## INSTRUCTIONS FOR THE TASK
Pull out every line of the material below that contains the word "yellow", and copy each such line in full. Case counts.
## begin
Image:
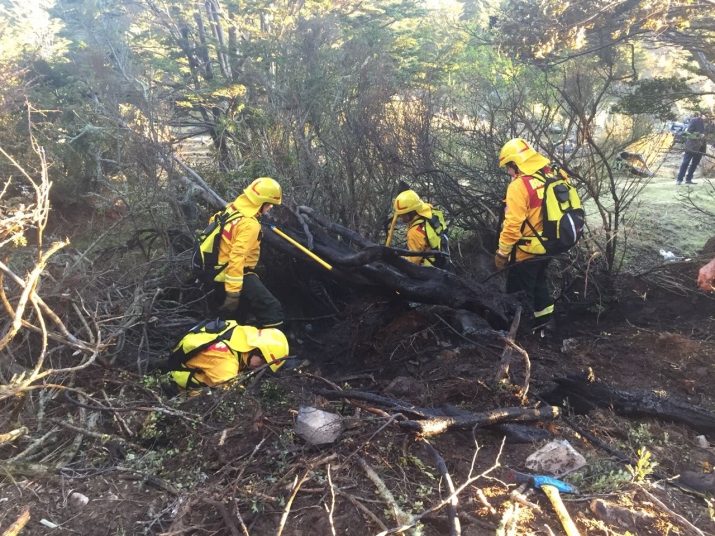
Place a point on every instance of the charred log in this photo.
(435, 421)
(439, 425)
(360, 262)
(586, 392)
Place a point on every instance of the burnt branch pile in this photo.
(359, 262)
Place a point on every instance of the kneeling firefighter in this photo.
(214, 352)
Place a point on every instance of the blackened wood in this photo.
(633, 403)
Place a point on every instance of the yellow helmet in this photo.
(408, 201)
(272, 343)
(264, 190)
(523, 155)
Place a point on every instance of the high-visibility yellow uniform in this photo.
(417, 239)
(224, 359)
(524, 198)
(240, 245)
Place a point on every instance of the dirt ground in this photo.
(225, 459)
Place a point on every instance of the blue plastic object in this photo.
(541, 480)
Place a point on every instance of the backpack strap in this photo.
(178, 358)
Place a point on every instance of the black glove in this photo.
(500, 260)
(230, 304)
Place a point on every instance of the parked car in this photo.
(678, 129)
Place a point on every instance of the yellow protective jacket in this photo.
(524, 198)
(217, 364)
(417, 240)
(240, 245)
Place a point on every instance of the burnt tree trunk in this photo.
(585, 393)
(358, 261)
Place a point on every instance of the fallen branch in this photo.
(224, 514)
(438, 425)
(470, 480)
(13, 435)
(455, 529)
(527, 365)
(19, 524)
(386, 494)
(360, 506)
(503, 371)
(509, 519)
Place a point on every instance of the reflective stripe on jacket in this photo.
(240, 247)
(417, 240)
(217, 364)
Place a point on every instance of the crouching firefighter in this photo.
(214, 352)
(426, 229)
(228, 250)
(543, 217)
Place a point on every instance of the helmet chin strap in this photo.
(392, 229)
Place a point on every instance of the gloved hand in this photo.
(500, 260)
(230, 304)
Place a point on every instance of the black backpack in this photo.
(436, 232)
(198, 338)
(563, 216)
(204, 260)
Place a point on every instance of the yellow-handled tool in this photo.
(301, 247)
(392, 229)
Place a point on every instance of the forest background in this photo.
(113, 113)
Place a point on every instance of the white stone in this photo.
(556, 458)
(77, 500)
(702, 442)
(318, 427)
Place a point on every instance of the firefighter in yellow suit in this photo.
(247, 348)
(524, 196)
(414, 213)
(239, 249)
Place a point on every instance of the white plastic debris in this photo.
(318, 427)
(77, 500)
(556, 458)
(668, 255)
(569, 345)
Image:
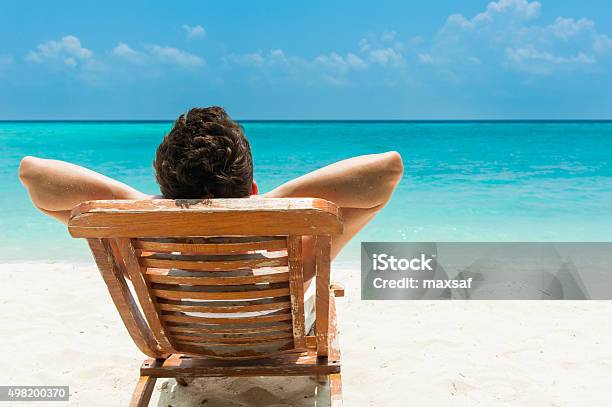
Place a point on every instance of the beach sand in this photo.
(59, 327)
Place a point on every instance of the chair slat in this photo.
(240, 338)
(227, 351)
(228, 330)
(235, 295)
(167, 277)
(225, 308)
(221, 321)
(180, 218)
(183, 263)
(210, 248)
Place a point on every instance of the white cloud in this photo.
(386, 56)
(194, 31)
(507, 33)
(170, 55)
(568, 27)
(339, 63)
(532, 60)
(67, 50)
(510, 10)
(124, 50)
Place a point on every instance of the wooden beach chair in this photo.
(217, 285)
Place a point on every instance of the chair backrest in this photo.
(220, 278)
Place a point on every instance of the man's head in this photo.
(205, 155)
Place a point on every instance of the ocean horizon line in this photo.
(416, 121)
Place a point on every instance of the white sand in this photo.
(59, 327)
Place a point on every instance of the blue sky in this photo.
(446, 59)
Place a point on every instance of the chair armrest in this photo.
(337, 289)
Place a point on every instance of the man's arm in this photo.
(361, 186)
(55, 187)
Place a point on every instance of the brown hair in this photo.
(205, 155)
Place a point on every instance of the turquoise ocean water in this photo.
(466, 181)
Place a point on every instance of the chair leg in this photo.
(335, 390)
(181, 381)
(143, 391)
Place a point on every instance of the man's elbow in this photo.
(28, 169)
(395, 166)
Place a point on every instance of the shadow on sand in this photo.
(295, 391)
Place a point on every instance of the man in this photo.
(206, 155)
## end
## begin
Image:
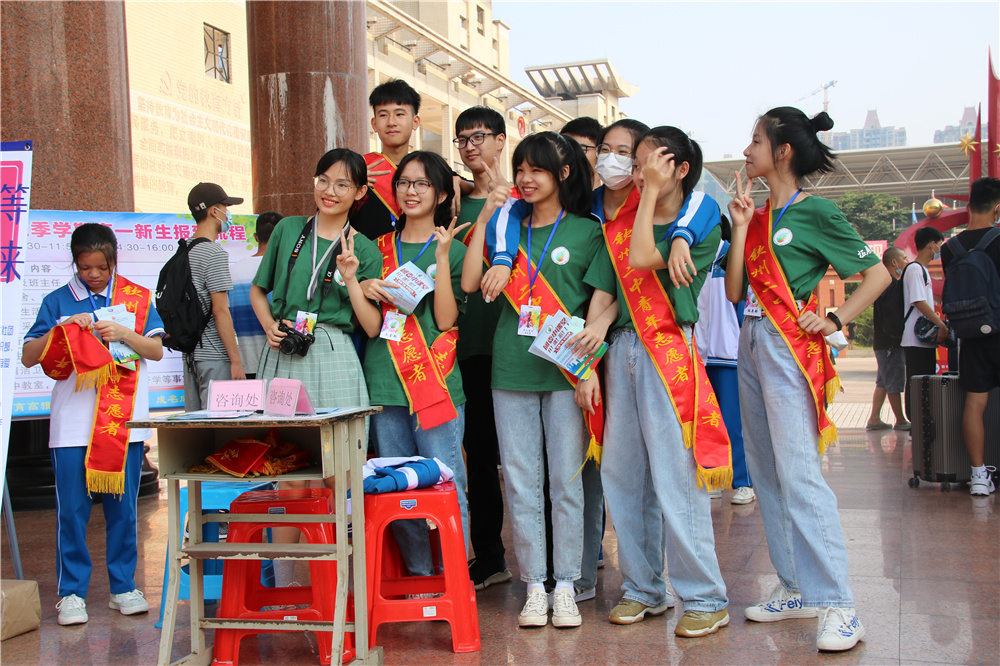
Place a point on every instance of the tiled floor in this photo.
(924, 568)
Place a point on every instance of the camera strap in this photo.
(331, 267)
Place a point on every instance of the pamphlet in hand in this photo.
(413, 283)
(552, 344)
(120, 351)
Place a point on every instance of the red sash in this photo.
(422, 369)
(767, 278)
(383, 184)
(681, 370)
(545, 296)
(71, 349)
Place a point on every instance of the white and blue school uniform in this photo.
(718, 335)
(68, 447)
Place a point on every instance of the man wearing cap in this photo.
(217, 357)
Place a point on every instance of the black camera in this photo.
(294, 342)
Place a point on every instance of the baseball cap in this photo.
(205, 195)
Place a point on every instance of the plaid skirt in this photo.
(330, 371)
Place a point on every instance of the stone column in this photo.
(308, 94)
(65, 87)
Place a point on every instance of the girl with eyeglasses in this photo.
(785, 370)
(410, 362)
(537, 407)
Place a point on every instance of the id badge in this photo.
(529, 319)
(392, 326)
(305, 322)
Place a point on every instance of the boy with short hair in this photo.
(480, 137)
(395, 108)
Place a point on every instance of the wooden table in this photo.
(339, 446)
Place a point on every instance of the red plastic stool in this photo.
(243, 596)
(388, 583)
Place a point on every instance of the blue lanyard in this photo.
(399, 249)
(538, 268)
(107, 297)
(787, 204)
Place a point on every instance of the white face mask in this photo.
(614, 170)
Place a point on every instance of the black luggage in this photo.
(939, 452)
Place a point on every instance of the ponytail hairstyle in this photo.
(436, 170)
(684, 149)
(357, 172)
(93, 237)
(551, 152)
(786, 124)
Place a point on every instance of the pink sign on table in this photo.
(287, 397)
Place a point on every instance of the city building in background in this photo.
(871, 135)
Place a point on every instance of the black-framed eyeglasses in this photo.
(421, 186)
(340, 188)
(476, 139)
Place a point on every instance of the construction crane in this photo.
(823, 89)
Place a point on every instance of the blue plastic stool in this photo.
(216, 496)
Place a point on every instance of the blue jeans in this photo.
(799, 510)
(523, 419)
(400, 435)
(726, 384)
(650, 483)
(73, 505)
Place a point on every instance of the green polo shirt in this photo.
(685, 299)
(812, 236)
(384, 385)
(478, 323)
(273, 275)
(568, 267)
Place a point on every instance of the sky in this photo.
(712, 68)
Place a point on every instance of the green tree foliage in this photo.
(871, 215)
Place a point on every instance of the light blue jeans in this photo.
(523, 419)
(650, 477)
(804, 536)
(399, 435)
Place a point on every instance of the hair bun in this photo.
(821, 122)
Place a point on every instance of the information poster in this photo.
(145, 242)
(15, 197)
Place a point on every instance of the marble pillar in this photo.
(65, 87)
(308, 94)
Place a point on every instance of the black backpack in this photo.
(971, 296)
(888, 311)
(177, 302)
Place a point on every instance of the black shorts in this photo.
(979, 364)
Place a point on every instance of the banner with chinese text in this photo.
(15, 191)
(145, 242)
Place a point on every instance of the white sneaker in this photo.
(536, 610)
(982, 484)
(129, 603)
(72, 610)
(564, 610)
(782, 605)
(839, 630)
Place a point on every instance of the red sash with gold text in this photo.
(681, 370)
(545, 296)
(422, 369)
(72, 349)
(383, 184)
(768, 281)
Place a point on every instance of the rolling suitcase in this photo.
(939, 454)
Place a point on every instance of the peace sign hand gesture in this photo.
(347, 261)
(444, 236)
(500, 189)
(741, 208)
## end
## begin
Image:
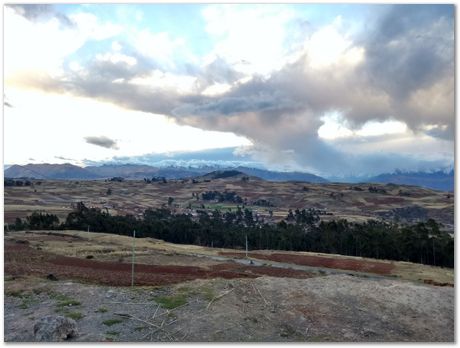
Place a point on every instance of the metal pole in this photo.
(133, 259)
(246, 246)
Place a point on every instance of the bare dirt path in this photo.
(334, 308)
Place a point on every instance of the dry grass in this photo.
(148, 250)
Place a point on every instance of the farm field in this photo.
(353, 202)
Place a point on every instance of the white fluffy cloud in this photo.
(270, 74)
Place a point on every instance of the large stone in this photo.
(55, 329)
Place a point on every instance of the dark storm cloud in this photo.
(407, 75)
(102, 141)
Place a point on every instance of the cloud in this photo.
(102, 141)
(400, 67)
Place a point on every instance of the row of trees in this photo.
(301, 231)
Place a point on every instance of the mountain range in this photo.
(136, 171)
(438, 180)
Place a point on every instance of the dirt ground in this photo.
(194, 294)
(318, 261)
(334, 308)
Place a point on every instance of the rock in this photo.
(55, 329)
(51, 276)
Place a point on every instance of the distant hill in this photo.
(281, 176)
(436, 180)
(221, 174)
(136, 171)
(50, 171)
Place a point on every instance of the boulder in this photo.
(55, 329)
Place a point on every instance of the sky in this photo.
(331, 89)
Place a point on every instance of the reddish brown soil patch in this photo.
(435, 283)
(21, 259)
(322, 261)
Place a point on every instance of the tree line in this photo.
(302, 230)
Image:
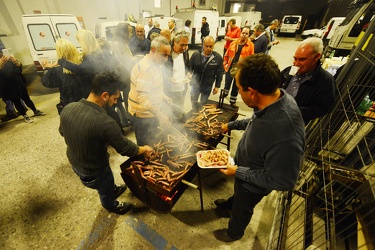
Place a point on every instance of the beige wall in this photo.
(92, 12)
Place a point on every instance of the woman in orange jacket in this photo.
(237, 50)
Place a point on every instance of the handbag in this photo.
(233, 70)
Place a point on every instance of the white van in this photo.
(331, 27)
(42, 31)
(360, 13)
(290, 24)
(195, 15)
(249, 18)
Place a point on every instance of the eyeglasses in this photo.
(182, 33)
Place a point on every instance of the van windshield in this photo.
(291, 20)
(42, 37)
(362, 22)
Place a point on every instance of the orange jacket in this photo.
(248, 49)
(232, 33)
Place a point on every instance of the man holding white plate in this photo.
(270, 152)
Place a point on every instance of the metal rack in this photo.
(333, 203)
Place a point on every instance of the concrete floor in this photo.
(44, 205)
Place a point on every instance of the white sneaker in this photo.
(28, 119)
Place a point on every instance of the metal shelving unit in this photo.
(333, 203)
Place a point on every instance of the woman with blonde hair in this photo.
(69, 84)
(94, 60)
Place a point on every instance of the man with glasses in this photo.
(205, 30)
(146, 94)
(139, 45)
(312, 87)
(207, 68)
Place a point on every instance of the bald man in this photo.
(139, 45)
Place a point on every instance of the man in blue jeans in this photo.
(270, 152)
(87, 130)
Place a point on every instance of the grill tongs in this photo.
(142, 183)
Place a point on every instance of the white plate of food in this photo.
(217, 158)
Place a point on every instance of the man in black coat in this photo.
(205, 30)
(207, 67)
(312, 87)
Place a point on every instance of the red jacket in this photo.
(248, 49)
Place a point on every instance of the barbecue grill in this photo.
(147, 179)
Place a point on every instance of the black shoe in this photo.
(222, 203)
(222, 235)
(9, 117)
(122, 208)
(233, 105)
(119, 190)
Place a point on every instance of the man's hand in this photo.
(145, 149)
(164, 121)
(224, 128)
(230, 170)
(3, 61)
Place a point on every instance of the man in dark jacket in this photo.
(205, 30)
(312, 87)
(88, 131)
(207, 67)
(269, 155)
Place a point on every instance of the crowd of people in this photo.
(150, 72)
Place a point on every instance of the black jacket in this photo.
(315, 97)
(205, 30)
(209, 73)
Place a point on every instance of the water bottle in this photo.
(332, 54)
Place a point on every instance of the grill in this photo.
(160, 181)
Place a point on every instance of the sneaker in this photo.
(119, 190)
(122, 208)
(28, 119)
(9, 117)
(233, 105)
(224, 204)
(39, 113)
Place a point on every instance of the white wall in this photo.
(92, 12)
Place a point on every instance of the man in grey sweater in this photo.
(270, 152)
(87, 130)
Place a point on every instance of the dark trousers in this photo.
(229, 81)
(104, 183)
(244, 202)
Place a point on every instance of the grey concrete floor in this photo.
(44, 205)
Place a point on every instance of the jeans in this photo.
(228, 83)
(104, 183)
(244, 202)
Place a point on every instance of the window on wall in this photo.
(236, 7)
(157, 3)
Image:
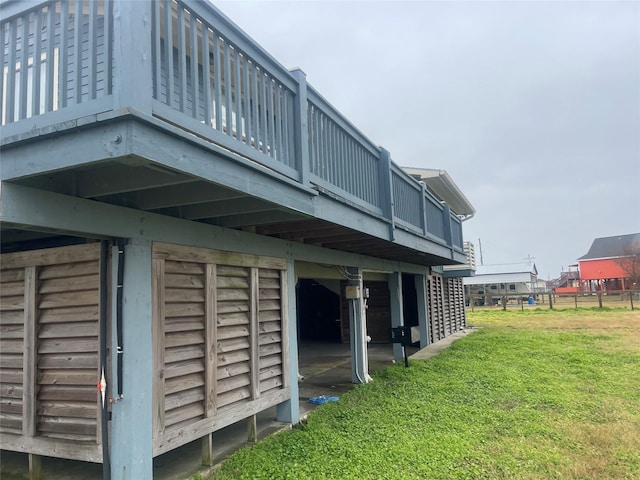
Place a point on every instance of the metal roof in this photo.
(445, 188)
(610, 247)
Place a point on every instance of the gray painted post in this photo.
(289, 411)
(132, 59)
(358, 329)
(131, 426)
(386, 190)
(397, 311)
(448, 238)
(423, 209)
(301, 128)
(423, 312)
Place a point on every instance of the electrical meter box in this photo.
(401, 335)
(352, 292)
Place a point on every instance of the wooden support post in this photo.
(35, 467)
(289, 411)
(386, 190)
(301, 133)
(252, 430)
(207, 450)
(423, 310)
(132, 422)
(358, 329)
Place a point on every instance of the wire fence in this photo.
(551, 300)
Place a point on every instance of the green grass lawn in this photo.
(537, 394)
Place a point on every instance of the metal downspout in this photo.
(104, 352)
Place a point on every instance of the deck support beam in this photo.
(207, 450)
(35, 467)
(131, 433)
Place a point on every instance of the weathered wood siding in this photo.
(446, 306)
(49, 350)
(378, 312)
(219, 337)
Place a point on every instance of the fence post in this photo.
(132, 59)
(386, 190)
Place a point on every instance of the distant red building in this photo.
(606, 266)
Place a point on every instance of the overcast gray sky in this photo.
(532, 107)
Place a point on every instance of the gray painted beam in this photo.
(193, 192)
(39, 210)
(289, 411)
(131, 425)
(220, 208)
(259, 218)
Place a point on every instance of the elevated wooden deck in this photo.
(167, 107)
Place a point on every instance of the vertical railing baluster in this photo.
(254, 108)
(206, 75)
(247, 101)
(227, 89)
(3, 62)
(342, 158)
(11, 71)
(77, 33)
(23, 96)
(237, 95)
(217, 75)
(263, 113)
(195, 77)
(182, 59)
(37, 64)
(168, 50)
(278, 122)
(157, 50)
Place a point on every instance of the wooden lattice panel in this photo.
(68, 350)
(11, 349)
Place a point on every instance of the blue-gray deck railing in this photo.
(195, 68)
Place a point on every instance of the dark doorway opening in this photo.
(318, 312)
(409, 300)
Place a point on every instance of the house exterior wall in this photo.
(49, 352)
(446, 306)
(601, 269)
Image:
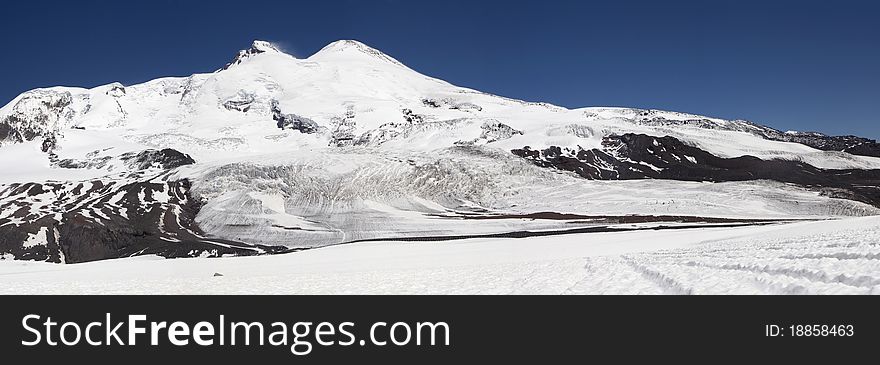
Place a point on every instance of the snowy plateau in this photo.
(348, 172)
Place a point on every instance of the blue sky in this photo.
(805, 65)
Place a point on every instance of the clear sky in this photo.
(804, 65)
## end
## SOLVED EXERCISE
Place a point on every instance of the yellow helmet in this photo.
Place a point on every instance of the high-visibility yellow uniform in this photo.
Place a point on every instance of the yellow protective jacket in this photo.
Place a point on every instance of the yellow-handled tool in this photo.
Place a point on every instance of the firefighter in yellow suit in this photo.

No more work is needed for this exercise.